課題 1: エントリのうち「Annotation spec v3.2 — player's outstretched」を含む行から「[653,457,689,504]」を含む行までを、「black sock」を「navy sock」に置き換えて書き出す。ほかは何も変えない。

提供文章:
**********
一枚のハガキ 作品情報

いちまいのはがき

戦争末期に召集された100人の中年兵は、上官がくじを引いて決めた戦地にそれぞれ赴任することになっていた。クジ引きが行われた夜、松山啓太(豊川悦司)は仲間の兵士、森川定造(六平直政)から妻・友子(大竹しのぶ)より送られてきたという一枚のハガキを手渡される。「今日はお祭りですがあなたがいらっしゃらないので何の風情もありません。友子」検閲が厳しくハガキの返事が出せない定造は、フィリピンへの赴任が決まり、生きて帰って来られないことを覚悟し、宝塚へ赴任する啓太にもし生き残ったらハガキを持って定造の家を訪ね、そのハガキを読んだことを伝えてくれと依頼する。戦争が終わり100人いた兵士のうち6人が生き残った。その中の一人、啓太が故郷に帰ると、待っている者は誰もおらず、家の中は空っぽだった。啓太が戦死したという噂が流れ、恋人同士になってしまった妻と啓太の父親は、啓太が生きて帰ってくるとわかり二人で出奔したのだった。生きる気力を失い、毎日を無為に過していた啓太はある日、荷物の中に定造から託されたハガキを見つける。一方、夫を亡くした友子は悲しみに浸る間もなく、舅姑から自分たちは年老いて働けないのでこのまま一緒に暮らしてほしいと頼まれる。その上、村の習わしで長男が死んだら次男が後継ぎとなることが決められており、友子には次男の三平(大地泰仁)と結婚をしてほしいという。他に身寄りのない友子は、愛する夫との幸せな人生を奪った戦争を恨みながらも、定造の家族と生きていくことを承諾する。ささやかな儀式で夫婦となった友子と三平だったが、しばらくすると三平も戦争に招集され戦死。その後、舅と姑が立て続けに死に、ひとり残された友子は定造の家族が唯一残した古い家屋と共に朽ち果てようとしていた。そんなある日、ハガキを持った啓太が訪ねてくる。クジ運だけで自分が生き残ったことに罪悪感を感じる啓太と、家族も、女としての幸せな人生も、何もかも失ってしまった友子。戦争に翻弄されたすべてを奪われた二人が選んだ再生への道とは……。
**********
表示データ:

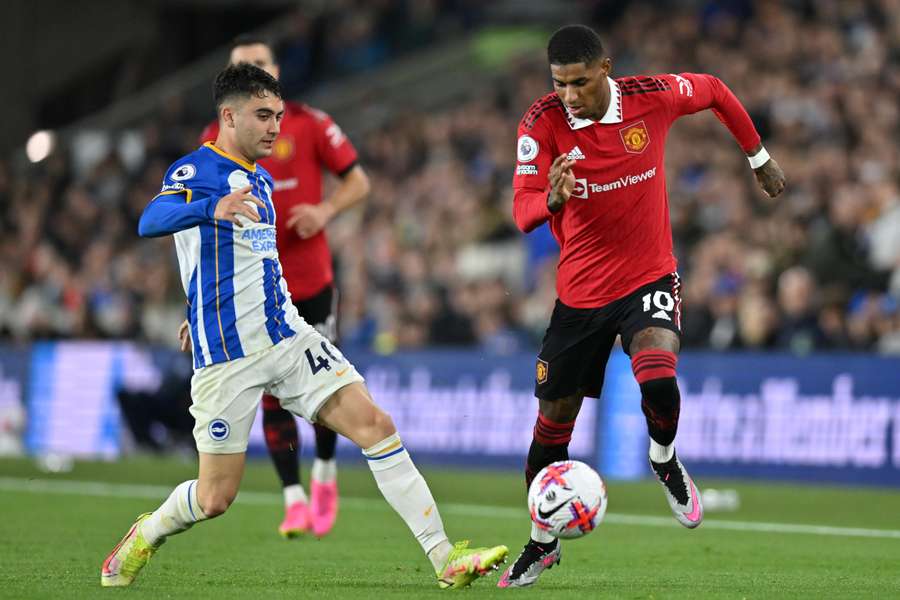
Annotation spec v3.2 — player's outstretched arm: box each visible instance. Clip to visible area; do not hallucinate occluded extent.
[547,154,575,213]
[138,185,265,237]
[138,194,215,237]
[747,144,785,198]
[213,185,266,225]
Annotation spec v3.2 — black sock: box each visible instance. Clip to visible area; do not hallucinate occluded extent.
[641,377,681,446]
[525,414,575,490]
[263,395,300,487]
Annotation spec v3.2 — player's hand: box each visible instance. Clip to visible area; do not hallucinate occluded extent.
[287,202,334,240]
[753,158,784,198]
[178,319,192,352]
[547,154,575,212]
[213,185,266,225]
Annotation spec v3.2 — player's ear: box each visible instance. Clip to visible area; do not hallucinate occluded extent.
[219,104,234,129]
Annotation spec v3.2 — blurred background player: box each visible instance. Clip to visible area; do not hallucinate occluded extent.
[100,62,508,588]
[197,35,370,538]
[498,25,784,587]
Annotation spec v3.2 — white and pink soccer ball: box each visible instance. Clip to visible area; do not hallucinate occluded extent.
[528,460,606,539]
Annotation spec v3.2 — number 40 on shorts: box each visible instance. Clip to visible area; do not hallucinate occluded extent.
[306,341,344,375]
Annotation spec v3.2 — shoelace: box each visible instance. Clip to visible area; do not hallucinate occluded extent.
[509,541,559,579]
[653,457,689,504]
**********
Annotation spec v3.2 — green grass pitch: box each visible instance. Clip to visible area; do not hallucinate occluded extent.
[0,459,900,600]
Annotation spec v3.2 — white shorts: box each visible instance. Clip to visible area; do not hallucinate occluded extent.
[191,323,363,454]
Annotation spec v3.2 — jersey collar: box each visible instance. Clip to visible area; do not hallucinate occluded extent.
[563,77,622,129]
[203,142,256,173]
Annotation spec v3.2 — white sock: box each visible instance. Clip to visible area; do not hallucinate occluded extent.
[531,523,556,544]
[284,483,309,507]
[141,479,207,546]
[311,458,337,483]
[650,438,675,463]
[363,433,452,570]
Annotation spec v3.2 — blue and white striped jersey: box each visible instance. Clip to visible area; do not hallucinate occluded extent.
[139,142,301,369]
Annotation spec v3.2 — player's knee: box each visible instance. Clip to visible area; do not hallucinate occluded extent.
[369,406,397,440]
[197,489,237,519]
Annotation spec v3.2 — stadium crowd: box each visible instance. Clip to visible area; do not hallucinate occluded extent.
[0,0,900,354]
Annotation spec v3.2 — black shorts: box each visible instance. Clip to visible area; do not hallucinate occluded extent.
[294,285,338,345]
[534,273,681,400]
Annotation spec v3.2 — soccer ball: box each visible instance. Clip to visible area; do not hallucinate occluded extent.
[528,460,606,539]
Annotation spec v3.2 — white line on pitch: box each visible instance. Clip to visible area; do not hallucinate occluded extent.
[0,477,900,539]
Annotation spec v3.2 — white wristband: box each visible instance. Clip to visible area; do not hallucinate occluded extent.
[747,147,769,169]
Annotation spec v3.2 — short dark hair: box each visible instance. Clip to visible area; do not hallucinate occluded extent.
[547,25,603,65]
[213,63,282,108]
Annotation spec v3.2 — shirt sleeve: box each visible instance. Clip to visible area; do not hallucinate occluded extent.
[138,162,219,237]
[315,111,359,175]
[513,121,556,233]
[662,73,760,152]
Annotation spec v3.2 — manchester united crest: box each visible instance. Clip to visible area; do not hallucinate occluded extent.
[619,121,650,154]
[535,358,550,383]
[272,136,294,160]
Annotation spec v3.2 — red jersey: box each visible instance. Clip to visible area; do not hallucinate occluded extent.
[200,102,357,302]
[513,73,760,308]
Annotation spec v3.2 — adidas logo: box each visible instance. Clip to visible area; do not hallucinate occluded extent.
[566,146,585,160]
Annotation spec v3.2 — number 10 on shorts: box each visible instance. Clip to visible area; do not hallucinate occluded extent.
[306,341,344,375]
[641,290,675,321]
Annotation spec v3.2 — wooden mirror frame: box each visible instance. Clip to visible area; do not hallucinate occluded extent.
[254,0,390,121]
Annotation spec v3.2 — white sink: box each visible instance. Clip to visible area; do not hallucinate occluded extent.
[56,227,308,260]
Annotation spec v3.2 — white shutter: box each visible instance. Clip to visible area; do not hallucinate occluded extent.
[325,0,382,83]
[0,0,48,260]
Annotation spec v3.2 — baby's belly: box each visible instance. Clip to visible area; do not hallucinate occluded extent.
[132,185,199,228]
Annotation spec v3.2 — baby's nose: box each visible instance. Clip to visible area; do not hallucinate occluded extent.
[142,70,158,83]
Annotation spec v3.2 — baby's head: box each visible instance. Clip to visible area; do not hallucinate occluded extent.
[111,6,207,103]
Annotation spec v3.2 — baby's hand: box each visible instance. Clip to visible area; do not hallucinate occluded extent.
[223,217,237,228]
**********
課題 2: 作品情報の中で、登場人物名のあとに括弧で示されている俳優名をすべて挙げる。

出力全文 1:
Annotation spec v3.2 — player's outstretched arm: box each visible instance. Clip to visible area; do not hallucinate occluded extent.
[547,154,575,213]
[138,185,265,237]
[138,194,215,237]
[747,144,785,198]
[213,185,266,225]
Annotation spec v3.2 — navy sock: box each visible instance. Clip to visible area; do not hallucinate occluded extent.
[641,377,681,446]
[525,414,575,490]
[263,395,300,487]
Annotation spec v3.2 — player's hand: box each visible instance. Clip to visible area; do not hallucinate occluded extent.
[287,202,334,240]
[753,158,784,198]
[178,319,192,352]
[547,154,575,212]
[213,185,266,225]
Annotation spec v3.2 — player's ear: box each visible instance. Clip to visible area; do not hallucinate occluded extent.
[219,104,234,129]
Annotation spec v3.2 — blurred background player: box each visible instance. Clip to visible area; do not hallucinate occluded extent.
[100,62,508,588]
[197,35,370,538]
[498,25,784,587]
Annotation spec v3.2 — white and pink soccer ball: box each visible instance. Clip to visible area; do not hallucinate occluded extent.
[528,460,606,539]
Annotation spec v3.2 — number 40 on shorts: box each visible instance. Clip to visible area; do not hallucinate occluded extent.
[306,341,344,375]
Annotation spec v3.2 — shoelace: box each visible instance. Clip to visible area; do not hallucinate occluded extent.
[509,541,559,579]
[653,457,689,504]

出力全文 2:
豊川悦司
六平直政
大竹しのぶ
大地泰仁